** Opening Records block **
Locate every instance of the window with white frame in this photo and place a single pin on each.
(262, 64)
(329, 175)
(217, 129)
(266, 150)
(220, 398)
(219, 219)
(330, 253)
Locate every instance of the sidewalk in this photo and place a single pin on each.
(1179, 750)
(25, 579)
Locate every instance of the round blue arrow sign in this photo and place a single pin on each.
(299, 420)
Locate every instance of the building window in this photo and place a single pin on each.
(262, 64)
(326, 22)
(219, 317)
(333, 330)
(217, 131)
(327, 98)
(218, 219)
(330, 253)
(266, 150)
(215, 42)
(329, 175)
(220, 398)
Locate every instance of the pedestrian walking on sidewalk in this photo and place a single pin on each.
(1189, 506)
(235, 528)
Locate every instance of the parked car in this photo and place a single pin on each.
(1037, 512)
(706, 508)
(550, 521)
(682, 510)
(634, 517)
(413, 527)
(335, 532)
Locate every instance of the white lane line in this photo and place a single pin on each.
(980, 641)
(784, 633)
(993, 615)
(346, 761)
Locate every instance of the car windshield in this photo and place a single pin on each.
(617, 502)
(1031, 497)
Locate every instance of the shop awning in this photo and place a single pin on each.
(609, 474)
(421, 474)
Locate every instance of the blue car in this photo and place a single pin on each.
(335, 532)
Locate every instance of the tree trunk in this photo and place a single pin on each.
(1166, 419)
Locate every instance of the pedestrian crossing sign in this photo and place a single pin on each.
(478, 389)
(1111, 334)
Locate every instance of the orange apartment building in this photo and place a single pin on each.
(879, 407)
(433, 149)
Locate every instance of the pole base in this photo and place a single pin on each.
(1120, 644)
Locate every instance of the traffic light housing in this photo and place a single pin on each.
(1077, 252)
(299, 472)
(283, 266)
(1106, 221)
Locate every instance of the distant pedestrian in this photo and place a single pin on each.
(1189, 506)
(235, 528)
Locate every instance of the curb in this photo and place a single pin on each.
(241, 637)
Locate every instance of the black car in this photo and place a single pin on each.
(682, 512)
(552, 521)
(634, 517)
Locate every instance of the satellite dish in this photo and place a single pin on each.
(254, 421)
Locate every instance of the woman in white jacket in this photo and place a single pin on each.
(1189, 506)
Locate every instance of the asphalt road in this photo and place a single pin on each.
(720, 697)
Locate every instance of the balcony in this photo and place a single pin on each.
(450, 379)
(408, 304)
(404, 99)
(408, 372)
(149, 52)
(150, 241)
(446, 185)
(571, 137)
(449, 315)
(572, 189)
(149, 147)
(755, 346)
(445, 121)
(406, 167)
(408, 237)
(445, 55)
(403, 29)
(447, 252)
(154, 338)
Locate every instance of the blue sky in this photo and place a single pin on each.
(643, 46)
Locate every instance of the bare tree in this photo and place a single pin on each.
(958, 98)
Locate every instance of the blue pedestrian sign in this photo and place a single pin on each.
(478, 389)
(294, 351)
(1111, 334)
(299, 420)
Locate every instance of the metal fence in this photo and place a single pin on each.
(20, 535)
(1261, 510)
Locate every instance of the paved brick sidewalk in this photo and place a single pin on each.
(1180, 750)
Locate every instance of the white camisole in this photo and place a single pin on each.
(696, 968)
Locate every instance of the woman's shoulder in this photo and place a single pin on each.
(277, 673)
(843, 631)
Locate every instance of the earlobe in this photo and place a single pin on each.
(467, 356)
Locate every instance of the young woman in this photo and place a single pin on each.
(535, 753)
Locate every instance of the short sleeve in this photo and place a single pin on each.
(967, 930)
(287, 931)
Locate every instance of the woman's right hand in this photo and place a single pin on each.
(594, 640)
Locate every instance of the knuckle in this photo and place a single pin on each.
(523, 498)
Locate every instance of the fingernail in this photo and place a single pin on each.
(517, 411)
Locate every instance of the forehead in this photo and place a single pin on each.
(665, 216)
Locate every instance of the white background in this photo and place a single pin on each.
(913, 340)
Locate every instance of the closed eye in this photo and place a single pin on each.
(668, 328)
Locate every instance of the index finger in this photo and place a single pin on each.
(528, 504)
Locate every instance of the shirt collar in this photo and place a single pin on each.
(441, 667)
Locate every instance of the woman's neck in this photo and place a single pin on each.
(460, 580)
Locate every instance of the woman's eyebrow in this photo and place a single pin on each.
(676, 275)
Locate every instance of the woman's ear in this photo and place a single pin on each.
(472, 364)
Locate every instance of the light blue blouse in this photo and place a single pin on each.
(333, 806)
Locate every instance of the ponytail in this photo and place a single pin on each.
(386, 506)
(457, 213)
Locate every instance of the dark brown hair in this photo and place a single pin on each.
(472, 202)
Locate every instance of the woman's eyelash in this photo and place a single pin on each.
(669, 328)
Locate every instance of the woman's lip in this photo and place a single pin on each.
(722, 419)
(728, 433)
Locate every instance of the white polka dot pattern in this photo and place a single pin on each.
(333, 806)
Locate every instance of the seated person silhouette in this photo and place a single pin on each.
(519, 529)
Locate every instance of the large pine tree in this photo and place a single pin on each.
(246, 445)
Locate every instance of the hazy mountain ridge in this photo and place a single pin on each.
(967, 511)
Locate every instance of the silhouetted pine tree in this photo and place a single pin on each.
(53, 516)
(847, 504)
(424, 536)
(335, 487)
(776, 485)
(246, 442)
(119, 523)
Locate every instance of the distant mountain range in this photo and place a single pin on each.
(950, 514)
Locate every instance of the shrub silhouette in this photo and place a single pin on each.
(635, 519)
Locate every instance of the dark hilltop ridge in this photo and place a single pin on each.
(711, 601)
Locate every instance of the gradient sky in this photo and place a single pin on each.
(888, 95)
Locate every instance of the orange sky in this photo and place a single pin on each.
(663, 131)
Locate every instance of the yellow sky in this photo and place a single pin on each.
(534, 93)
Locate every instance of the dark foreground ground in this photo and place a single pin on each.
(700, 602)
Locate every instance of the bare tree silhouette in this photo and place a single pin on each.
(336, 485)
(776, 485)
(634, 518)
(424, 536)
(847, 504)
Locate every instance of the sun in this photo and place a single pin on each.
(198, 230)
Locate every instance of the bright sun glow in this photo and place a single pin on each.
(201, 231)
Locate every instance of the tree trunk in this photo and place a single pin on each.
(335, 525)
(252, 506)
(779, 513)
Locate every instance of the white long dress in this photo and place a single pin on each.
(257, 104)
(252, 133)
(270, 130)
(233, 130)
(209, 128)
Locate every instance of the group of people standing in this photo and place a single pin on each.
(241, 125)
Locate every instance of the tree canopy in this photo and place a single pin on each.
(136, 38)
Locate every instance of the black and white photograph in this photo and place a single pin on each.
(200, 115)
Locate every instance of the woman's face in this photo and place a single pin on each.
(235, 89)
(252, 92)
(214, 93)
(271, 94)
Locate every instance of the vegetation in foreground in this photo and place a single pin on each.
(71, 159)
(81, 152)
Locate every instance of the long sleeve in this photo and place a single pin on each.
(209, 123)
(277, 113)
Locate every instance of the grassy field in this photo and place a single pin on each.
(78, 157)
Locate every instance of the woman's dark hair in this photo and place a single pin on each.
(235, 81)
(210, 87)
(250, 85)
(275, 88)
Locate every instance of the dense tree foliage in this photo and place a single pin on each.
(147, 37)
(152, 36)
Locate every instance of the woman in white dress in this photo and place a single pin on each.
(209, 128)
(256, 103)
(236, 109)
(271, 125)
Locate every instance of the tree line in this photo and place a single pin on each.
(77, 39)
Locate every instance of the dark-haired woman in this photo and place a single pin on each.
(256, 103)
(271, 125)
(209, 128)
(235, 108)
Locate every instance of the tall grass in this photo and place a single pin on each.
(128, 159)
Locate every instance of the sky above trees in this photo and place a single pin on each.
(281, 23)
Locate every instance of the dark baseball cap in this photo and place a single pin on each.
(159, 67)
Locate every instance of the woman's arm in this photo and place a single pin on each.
** Closing Records block **
# What this task involves
Set down only the line containing "Locate every instance of the tree line" and the lines after it through the end, exactly as they appear above.

# Your solution
Locate every instance of the tree line in this photo and place a single pin on each.
(77, 39)
Locate every instance of the dark-haired woman in this photo and place a single pin on each.
(256, 103)
(271, 125)
(209, 128)
(235, 108)
Locate every instance of the tall grass in this photo and place a single pin on each.
(128, 159)
Locate every instance of the sky above trees in this photo and place a single pin on each.
(281, 23)
Locate every instance of the dark baseball cap in this photo and place a single pin on each.
(159, 67)
Locate every instance of the woman's arm in this photo and place a single pin on each.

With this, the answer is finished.